The data Block Start

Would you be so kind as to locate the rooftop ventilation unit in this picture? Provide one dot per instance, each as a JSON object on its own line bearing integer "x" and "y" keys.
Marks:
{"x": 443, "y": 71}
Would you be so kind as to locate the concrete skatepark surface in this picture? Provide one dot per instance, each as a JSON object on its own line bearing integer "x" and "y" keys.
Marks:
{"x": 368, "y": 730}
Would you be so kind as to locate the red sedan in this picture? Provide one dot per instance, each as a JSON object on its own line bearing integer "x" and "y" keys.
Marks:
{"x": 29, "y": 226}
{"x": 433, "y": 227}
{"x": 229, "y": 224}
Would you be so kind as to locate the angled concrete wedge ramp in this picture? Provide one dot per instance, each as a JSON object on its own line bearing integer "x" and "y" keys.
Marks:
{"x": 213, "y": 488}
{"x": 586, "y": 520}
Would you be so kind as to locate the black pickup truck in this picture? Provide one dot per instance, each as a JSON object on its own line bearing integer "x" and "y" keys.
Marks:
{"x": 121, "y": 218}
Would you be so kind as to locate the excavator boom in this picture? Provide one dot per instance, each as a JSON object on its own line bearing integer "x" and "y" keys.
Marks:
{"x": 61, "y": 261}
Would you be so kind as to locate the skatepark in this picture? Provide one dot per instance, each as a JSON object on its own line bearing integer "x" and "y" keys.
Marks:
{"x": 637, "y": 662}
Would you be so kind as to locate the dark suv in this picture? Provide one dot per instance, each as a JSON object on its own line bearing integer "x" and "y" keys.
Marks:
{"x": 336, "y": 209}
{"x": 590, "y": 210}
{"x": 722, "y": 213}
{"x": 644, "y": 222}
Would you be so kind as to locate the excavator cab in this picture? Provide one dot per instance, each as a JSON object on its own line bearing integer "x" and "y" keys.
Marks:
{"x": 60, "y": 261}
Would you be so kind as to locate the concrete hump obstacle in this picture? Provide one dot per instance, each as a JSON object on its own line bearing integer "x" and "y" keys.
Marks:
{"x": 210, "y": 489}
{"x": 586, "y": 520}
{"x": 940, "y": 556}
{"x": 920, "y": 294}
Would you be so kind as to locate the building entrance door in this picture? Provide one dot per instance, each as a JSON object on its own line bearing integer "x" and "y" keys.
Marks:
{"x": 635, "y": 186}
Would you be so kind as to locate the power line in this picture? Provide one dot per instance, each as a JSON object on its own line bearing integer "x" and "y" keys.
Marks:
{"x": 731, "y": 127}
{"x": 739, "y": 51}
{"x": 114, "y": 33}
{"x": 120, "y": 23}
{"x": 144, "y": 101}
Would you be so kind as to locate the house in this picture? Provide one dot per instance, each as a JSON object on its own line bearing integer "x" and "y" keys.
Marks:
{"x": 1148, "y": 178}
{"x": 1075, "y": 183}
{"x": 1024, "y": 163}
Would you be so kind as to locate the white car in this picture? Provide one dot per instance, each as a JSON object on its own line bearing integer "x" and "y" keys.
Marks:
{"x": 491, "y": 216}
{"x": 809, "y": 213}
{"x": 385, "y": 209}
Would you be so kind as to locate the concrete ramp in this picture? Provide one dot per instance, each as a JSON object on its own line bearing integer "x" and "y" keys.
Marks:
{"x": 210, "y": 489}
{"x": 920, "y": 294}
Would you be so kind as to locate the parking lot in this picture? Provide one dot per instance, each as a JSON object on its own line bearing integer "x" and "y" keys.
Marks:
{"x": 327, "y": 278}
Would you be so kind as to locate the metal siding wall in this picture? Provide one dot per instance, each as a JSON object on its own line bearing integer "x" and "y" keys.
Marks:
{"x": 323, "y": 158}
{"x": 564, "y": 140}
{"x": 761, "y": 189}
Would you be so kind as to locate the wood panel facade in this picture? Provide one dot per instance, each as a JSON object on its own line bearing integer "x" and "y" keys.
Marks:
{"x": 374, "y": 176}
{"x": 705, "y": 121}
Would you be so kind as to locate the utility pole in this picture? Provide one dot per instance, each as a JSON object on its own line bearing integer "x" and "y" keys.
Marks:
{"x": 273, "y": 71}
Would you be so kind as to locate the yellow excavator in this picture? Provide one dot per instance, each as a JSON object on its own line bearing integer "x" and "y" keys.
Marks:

The data Block End

[What to produce]
Your answer must be the full listing, copied exactly.

[Output for this exercise]
Would you be so kind as to locate the rooftop ventilation unit in this picture? Provide one dot per instance, each as a JSON object on its own line bearing integer "x" and "y" keys.
Marks:
{"x": 443, "y": 71}
Would you be so kind as to locate the concrete skatepark surface in this picture? Provide one dot per instance, each as a JSON object on its own line bearing integer "x" and "y" keys.
Marks:
{"x": 368, "y": 730}
Would you be so kind as to locate the red sedan in this picture? Provide one dot per instance, each as a JSON object on its own line bearing integer "x" and "y" keys.
Marks:
{"x": 29, "y": 226}
{"x": 433, "y": 227}
{"x": 229, "y": 224}
Would you be so kind as to locate the angled concrete wedge ramp in this picture? Provide one dot per instance, each as a JSON object on its own line bearing integer "x" and "y" keys.
Marks:
{"x": 213, "y": 488}
{"x": 586, "y": 520}
Would you be so kind as to locate the black pickup truck in this picture? Provide one dot per instance, each as a JSON object on its own line bearing integer "x" and "y" keys.
Marks:
{"x": 121, "y": 218}
Would you be so kind as to locate the excavator boom in this picture? Provide one dot per instance, each as a JSON object on its own line bearing integer "x" and "y" keys.
Marks:
{"x": 61, "y": 261}
Would you be so kind as to locate the skatepark in this picture? Provide one dot per instance, each as a JSON object on its own line bearing integer "x" and "y" keys.
Marks:
{"x": 637, "y": 662}
Would you be so kind as to locate the dark suv in this picture? Provide one dot per instance, each as a JSON object on its own line bearing integer "x" and "y" keys.
Marks:
{"x": 336, "y": 209}
{"x": 590, "y": 210}
{"x": 722, "y": 213}
{"x": 644, "y": 222}
Would you be so kind as to locate the excavator cab in this picture? Provide one dot per instance, each as a JSON object on its own line bearing integer "x" and "y" keys.
Marks:
{"x": 60, "y": 261}
Would you be so kind as to locate the concrete hump obstacle in this picture? Provide one dot per instance, each as a JSON object on its own line bearing integer "x" and "y" keys.
Marks:
{"x": 210, "y": 489}
{"x": 586, "y": 520}
{"x": 940, "y": 556}
{"x": 920, "y": 294}
Would you be so kind as to locate the building entrance door in this picture? Provide one dot per instance, each as a JSON object on its own line bearing integer "x" and "y" keys.
Marks:
{"x": 635, "y": 186}
Would you be so kind as to locate the power line in this picture? Provide one dot per instance, each as a JSON object on its own line bearing integer "x" and "y" keys.
Marks:
{"x": 731, "y": 127}
{"x": 739, "y": 51}
{"x": 114, "y": 33}
{"x": 120, "y": 23}
{"x": 144, "y": 101}
Would you be so kind as to locate the house in this picture? Provide one dot per instance, each as a JSON object on its own line bearing integer "x" and "y" keys.
Marks:
{"x": 1148, "y": 178}
{"x": 1075, "y": 183}
{"x": 1024, "y": 163}
Would you be so kind as to locate the white car in this picture? Provide one dot per instance, each as a JSON object on its own line bearing integer "x" and "y" keys.
Marks:
{"x": 491, "y": 216}
{"x": 809, "y": 213}
{"x": 385, "y": 209}
Would you be so kind as to locate the concrete ramp in this picture? Provide one dot per instance, each as a JSON object on its own line bearing integer "x" and "y" keys.
Marks:
{"x": 210, "y": 489}
{"x": 920, "y": 294}
Would you be so kind as to locate the parking lot in this picture? Provide one dot per instance, each as a JSON object on its own line bearing integer "x" and "y" keys.
Marks:
{"x": 327, "y": 278}
Would you be so kind as to locate the metal siding wall in this picture? Provide one dot per instance, each as a JSON object on its own line bearing integer "x" and "y" keys.
Marks:
{"x": 323, "y": 158}
{"x": 564, "y": 140}
{"x": 761, "y": 189}
Would you be so kind as to locate the wood panel facade in this picture? Provide one dot per instance, each as a JSON object on its own line bearing integer "x" and "y" keys.
Marks:
{"x": 374, "y": 176}
{"x": 705, "y": 121}
Would you be so kind as to locate the utility pole in this picture? Provide one dot per instance, each as a JSON object on its own line bearing integer "x" and "y" keys.
Marks:
{"x": 273, "y": 71}
Would you be so kind as to locate the yellow excavator in this picture? Provide one dot per instance, each as a JSON object on its own line bearing integer "x" and "y" keys.
Marks:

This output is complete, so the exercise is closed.